Job
Output only the lines from the one holding "Would you be able to pick out the city" to the end of the data below, please, copied exactly.

Record set
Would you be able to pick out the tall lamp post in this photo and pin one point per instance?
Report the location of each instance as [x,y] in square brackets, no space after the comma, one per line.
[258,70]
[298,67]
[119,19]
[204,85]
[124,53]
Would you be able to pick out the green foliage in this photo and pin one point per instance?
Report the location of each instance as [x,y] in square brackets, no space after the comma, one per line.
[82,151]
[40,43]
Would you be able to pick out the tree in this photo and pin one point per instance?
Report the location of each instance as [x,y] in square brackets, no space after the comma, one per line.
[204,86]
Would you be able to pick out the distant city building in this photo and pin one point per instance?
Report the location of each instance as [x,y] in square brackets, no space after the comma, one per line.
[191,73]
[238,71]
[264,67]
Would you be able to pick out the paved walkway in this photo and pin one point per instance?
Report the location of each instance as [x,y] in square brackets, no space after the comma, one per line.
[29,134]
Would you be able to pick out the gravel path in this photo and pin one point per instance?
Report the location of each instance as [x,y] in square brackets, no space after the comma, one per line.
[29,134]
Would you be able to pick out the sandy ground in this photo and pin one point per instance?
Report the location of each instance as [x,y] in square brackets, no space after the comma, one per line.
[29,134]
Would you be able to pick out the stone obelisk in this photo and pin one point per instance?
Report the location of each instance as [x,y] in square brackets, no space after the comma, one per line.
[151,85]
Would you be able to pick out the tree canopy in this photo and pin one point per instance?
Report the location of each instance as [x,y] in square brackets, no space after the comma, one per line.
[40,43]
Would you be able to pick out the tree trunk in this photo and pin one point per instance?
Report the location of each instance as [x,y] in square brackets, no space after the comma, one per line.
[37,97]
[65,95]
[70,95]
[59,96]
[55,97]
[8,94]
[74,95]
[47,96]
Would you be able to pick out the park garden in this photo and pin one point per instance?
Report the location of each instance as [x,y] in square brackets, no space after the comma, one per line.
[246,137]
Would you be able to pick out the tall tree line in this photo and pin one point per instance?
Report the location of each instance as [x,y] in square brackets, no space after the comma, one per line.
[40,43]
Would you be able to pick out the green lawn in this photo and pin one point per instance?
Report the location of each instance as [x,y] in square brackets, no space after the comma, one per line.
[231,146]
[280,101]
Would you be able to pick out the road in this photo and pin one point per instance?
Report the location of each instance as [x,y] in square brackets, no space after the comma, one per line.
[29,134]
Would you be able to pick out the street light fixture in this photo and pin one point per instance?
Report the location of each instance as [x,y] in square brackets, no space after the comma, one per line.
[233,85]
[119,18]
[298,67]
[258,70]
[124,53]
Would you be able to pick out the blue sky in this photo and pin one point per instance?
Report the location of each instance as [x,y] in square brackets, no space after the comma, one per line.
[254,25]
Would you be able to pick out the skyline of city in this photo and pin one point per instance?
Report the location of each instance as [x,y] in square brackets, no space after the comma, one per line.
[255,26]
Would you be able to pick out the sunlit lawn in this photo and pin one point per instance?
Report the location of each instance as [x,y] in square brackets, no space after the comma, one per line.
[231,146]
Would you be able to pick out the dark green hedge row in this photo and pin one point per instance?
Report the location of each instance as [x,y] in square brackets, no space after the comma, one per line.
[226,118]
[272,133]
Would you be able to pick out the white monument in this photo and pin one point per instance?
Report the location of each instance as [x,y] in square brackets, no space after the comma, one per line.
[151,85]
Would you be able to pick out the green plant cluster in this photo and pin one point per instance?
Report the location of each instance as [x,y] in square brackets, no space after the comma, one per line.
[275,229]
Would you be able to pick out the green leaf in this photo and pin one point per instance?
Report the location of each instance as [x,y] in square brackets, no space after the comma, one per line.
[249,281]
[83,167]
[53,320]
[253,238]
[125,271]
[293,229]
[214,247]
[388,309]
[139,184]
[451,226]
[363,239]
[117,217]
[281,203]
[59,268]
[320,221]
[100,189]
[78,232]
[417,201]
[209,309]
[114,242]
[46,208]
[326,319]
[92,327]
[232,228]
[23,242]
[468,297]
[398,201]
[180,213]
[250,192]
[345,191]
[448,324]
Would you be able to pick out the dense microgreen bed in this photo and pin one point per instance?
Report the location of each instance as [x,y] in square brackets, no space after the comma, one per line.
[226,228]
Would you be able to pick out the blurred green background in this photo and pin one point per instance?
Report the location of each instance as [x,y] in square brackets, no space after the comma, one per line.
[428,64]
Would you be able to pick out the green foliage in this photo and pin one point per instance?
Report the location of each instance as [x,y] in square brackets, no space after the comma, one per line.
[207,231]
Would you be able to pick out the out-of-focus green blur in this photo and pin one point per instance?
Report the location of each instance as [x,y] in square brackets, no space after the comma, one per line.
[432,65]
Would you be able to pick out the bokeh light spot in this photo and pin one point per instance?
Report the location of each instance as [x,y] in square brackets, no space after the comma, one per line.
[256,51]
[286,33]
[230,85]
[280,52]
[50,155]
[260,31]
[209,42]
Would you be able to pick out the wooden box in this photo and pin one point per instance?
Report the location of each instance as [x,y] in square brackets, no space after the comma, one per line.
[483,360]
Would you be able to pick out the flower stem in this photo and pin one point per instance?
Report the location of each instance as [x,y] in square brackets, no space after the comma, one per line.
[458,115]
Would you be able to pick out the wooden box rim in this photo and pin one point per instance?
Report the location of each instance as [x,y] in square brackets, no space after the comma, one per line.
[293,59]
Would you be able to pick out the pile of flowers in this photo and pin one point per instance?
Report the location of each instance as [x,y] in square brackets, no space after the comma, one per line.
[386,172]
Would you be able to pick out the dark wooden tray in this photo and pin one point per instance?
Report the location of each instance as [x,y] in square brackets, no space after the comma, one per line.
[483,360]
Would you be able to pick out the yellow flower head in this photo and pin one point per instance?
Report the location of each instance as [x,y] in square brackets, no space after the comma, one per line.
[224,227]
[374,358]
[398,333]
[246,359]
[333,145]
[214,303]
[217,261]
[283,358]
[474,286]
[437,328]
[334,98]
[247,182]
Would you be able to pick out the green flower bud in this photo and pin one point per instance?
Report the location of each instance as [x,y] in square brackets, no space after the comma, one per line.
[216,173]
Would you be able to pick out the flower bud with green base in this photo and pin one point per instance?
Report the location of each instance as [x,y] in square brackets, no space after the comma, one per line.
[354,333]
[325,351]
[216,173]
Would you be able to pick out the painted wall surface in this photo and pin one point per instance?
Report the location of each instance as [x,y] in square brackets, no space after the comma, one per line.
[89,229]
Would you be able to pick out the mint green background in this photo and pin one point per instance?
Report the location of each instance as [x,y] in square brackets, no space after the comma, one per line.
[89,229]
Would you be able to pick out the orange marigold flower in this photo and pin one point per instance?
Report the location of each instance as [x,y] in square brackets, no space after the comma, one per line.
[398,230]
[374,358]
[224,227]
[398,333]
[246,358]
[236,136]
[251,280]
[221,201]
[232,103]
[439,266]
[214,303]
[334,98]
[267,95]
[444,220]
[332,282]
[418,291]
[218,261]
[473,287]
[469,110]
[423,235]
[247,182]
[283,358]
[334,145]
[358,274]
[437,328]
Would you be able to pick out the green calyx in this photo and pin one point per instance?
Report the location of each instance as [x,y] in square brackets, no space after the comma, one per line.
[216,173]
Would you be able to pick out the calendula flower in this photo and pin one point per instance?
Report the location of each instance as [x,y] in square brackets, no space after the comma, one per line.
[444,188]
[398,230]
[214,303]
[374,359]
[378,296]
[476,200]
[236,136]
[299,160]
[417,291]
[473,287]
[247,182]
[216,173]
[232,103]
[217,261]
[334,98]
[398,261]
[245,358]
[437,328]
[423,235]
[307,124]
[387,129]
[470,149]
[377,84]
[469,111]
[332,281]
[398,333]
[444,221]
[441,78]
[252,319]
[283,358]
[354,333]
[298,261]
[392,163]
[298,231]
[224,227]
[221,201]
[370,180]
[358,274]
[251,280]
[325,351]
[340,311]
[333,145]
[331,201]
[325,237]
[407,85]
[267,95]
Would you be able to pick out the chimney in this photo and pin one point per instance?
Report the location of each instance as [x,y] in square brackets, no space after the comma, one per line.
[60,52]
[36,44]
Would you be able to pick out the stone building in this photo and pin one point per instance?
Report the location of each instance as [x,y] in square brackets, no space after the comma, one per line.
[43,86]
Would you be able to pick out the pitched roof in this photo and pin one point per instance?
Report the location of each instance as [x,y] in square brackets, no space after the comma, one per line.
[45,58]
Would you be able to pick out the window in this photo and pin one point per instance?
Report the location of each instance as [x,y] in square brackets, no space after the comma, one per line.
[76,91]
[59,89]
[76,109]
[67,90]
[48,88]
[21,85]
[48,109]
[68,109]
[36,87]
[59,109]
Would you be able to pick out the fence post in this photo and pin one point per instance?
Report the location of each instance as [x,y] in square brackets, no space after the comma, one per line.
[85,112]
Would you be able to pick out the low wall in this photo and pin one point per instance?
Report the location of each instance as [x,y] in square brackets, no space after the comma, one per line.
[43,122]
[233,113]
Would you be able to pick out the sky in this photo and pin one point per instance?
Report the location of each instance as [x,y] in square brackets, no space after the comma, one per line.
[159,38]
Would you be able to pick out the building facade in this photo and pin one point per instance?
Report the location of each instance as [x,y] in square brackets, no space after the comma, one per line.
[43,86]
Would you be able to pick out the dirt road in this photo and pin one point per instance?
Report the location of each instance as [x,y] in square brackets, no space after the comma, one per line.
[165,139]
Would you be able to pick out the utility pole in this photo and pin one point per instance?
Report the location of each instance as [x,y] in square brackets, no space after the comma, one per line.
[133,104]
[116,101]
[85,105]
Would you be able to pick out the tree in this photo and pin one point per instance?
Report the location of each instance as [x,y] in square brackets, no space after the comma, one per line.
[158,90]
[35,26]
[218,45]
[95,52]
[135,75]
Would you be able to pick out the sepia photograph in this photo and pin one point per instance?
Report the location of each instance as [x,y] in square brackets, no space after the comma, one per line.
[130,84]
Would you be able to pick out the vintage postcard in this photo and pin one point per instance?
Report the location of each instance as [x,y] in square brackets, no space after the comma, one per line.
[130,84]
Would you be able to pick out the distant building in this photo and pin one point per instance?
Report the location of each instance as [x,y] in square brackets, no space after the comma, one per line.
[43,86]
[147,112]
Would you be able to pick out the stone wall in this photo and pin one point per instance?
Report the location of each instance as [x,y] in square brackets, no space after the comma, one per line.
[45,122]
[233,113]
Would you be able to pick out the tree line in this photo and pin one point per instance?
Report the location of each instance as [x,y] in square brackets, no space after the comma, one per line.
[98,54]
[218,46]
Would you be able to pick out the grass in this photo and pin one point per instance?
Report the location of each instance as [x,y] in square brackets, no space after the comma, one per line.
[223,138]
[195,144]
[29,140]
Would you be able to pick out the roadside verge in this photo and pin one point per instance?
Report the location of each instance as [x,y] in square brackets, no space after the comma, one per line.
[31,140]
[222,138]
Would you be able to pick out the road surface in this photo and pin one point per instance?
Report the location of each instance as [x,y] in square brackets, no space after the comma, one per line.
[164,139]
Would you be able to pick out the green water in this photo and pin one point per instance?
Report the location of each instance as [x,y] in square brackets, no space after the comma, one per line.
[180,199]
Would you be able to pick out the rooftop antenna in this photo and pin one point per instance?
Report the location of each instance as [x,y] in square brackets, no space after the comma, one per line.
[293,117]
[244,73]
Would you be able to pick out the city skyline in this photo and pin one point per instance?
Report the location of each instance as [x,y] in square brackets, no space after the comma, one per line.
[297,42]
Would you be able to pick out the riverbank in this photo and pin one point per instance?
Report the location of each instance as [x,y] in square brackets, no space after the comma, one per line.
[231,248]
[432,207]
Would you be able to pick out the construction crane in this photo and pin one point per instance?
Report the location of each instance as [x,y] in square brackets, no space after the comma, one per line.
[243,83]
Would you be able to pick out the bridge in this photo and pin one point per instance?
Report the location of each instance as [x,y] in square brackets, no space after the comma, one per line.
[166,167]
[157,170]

The response
Would you be able to pick out the city skyline in this photo and pin one point per instance?
Report the location of each instance as [x,y] in square brackets, no space after the comma, one per line.
[297,42]
Would you be able to pick out the riverbank in this photo and pin one point per instance?
Report the location of each instance as [x,y] in square brackets, no space after the comma, one per line.
[231,248]
[432,207]
Would you be able to pick out the construction crane in this photo and pin one point per instance?
Report the location of each instance as [x,y] in square brackets, no space after the comma, one per line.
[243,83]
Would you be able to pick out the bridge in this photo and pin one point per instance?
Report the location of each instance as [x,y] in square brackets, no space after the comma, one per line.
[166,167]
[157,170]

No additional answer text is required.